> [INPUT ROWS]
•••
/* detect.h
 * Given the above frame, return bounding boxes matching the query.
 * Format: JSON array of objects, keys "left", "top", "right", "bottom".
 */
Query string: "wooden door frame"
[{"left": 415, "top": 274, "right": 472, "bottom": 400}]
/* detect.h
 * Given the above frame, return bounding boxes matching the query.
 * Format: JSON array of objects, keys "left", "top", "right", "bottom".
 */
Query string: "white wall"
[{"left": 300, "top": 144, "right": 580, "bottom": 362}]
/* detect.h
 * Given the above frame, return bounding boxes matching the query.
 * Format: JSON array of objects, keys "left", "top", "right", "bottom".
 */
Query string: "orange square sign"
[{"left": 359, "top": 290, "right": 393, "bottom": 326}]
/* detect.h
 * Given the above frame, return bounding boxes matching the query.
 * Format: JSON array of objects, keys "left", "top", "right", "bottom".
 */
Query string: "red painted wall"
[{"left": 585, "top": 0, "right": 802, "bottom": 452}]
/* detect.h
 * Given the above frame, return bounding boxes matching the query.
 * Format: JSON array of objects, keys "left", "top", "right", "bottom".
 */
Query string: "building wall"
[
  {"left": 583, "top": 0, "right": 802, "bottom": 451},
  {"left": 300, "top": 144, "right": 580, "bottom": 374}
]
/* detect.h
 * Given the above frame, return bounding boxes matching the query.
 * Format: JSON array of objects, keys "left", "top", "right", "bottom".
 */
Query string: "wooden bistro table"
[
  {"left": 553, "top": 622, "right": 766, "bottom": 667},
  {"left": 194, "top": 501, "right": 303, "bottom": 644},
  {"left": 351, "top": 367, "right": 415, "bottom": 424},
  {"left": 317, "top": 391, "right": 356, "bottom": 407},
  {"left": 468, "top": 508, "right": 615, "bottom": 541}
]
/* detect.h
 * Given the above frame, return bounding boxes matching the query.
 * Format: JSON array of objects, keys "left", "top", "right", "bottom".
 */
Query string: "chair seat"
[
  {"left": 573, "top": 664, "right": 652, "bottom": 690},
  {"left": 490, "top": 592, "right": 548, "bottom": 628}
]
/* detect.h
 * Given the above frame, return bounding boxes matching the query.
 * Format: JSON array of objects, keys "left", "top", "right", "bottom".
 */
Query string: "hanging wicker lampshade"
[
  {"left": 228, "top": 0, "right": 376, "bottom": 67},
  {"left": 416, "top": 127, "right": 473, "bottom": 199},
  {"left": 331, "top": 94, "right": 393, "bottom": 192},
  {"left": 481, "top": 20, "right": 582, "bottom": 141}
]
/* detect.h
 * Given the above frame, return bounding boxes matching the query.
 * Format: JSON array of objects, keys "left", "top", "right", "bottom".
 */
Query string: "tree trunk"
•••
> [SHORT EXERCISE] Which lines in the items above contain the string "wall"? Pull out each of those lines in full, matching case exactly.

> [RESPONSE TO THE EXERCISE]
Query string: "white wall"
Query string: "red painted wall"
Query string: "building wall"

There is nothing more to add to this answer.